Strategic realignment: Exploiting the opportunities afforded by a prompt “restart”
There will only be a short-term lapse in many companies’ willingness to invest resulting from the coronavirus crisis. In the medium to long term, market experts expect both M&A activities around C.A.S.E. deals and strategic partnerships for electric vehicles to increase. Given the vastly accelerated shift caused by the COVID-19 pandemic, many automotive suppliers are being forced to actively shape and secure their restart now. That requires taking a host of measures:
- securing the company’s medium- to long-term financing,
- strategic realignment,
- modifying personnel and cost structures,
- closing competency gaps,
- separating business areas, and
- acquiring companies and making (strategic) investments.
From a legal perspective, owners and management alike are advised to take action without delay. The sooner they do, the greater the legal certainty with which transactions, restructuring, or reorganisation can be conducted – for example, the separation of “old”, at-risk business areas and innovative, promising business areas. That applies all the more now that the government has established a number of temporary arrangements in the COVID-19 Insolvency Suspension Act that, for example, can be used to separate business areas (carve out and M&A transactions) so as to protect (ring-fence) the transaction and the companies involved in the worst-case scenario – the subsequent insolvency of the company.
--------------------------------------------------
▶ [Complete the following]
• A. In the passage on automotive suppliers' strategic realignment, which law contains the temporary arrangements the government established?
• B. Write a continuation of the passage on automotive suppliers' strategic realignment, picking up after its final sentence.

▶ [Information supplied]
--------------------------------------------------
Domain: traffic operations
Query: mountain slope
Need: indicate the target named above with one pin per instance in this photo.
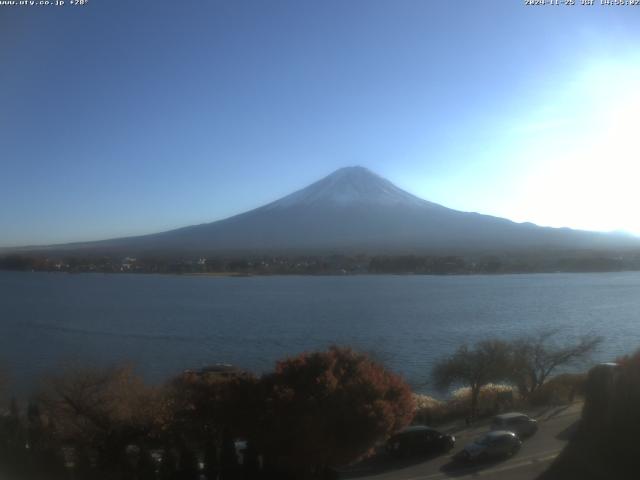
(354, 209)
--------------------------------------------------
▶ [Answers to the exercises]
• A. The COVID-19 Insolvency Suspension Act.

• B.
Keeping compliant through the coronavirus crisis – with an eye on the future
Companies in the automotive (supply) industry – companies that are already affected by shifts in that industry – now face additional challenges due to the COVID-19 pandemic. But by ensuring their coronavirus crisis compliance is sufficient, they can avoid the current liability risks. Even so, it is essential to both secure the financing to allow the company to remain a going concern and to pursue strategic realignment – including appropriate restructuring, reorganisation, and transactions. Owners and management can’t afford to wait too long, but rather should take swift, decisive action to ensure their business is equipped to stand the test of time.